- _WHAT THE TASK REQUIRES_:
Reproduce all the records below with every occurrence of "Target" swapped for "Label" and nothing else altered. Leave the pictures out of your answer.
─── MATERIALS PROVIDED
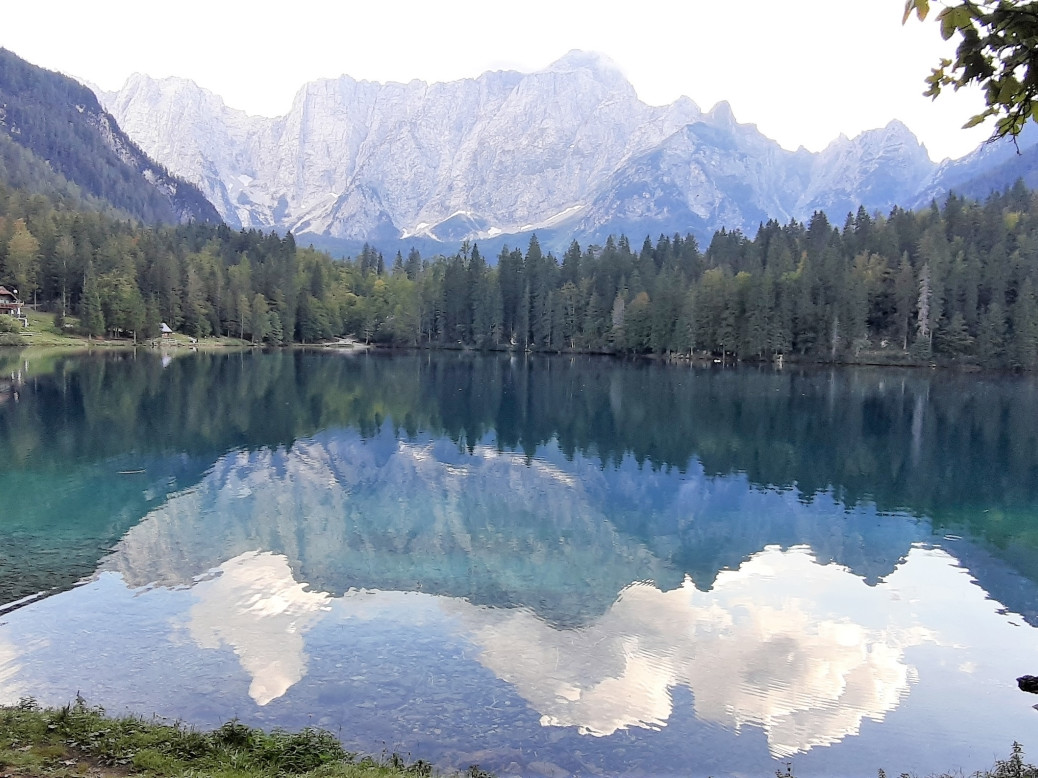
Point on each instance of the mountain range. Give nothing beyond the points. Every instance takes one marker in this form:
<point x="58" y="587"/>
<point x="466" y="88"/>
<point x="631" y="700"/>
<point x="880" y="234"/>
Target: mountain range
<point x="568" y="151"/>
<point x="56" y="139"/>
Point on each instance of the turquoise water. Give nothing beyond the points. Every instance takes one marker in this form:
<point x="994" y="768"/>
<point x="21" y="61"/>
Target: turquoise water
<point x="541" y="565"/>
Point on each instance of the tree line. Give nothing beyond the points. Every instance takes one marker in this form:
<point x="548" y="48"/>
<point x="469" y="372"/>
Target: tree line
<point x="955" y="282"/>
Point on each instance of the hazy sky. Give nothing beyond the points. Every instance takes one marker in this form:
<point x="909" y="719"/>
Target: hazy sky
<point x="802" y="71"/>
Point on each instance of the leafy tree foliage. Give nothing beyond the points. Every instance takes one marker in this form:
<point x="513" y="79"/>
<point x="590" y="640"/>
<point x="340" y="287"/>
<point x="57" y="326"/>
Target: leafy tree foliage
<point x="998" y="50"/>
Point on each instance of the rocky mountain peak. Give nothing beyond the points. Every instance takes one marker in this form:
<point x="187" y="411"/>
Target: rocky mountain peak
<point x="569" y="150"/>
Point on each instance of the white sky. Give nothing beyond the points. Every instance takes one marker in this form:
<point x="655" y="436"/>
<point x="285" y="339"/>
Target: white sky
<point x="802" y="71"/>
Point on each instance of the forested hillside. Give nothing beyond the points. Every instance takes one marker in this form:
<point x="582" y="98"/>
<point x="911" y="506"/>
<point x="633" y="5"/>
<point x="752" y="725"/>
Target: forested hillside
<point x="55" y="139"/>
<point x="952" y="283"/>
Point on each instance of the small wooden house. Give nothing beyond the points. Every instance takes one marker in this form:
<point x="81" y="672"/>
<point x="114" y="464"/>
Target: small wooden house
<point x="10" y="305"/>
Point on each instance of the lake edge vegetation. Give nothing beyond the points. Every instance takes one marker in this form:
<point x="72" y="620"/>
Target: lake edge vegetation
<point x="954" y="284"/>
<point x="64" y="742"/>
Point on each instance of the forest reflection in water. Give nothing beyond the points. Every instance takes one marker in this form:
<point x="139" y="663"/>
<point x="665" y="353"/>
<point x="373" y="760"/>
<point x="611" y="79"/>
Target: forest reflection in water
<point x="487" y="556"/>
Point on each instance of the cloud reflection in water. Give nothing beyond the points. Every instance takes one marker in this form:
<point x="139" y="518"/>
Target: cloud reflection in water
<point x="765" y="646"/>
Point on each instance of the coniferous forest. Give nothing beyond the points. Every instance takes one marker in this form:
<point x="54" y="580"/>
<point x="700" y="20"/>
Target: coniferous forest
<point x="956" y="282"/>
──────
- _EXERCISE RESPONSE_:
Point on each instance of the mountain range. Give nothing beyond the points. Every instance takes one marker in this form:
<point x="58" y="587"/>
<point x="466" y="88"/>
<point x="631" y="700"/>
<point x="880" y="234"/>
Label: mountain range
<point x="568" y="151"/>
<point x="56" y="139"/>
Point on each instance of the turquoise water. Give nothing beyond the points. Every instance takes one marker in this form:
<point x="994" y="768"/>
<point x="21" y="61"/>
Label: turquoise water
<point x="541" y="565"/>
Point on each instance of the tree line. Give nothing beyond the points. Every instance takes one marker in this form:
<point x="548" y="48"/>
<point x="469" y="372"/>
Label: tree line
<point x="955" y="282"/>
Point on each instance of the hazy sky. Give nothing beyond the points. Every instance takes one marker in this form:
<point x="909" y="719"/>
Label: hazy sky
<point x="802" y="71"/>
Point on each instance of the leafy tree foliage. Give nothing beyond the points. Every instance takes one marker in this form:
<point x="513" y="79"/>
<point x="590" y="640"/>
<point x="340" y="287"/>
<point x="57" y="326"/>
Label: leafy tree foliage
<point x="998" y="50"/>
Point on each instance of the rocky mountain peak. Give nothing beyond the points. Every instance takes one marker in this form:
<point x="187" y="411"/>
Label: rocky mountain peak
<point x="569" y="150"/>
Point on each instance of the white sky. Give nothing beyond the points. Every instance takes one marker in this form:
<point x="655" y="436"/>
<point x="285" y="339"/>
Label: white sky
<point x="802" y="71"/>
Point on each instance of the forested hillside. Give nothing beyond the points. Every instance takes one marker in this form:
<point x="582" y="98"/>
<point x="911" y="506"/>
<point x="633" y="5"/>
<point x="752" y="725"/>
Label: forested hillside
<point x="55" y="139"/>
<point x="952" y="283"/>
Point on each instance of the small wooden house. Give nothing beyond the points. Every instance takes one marker in this form:
<point x="81" y="672"/>
<point x="114" y="464"/>
Label: small wooden house
<point x="10" y="305"/>
Point on each instance of the lake edge vegetation. Give nothing beyond the points. Every instance takes one marker in this form:
<point x="72" y="620"/>
Label: lake edge vegetation
<point x="954" y="284"/>
<point x="64" y="742"/>
Point on each instance of the forest reflection in water. Give nothing beyond the points. Every instance takes one marker in this form:
<point x="139" y="663"/>
<point x="665" y="353"/>
<point x="373" y="760"/>
<point x="611" y="79"/>
Label: forest reflection in water
<point x="487" y="556"/>
Point on each instance of the cloud reflection in water. Give nothing beyond the points. Every instance takes one marker in this form:
<point x="139" y="518"/>
Label: cloud reflection in water
<point x="765" y="646"/>
Point on each instance of the coniferous forest. Give nothing beyond the points. Every instance takes one marker in this form:
<point x="54" y="580"/>
<point x="700" y="20"/>
Label: coniferous forest
<point x="956" y="282"/>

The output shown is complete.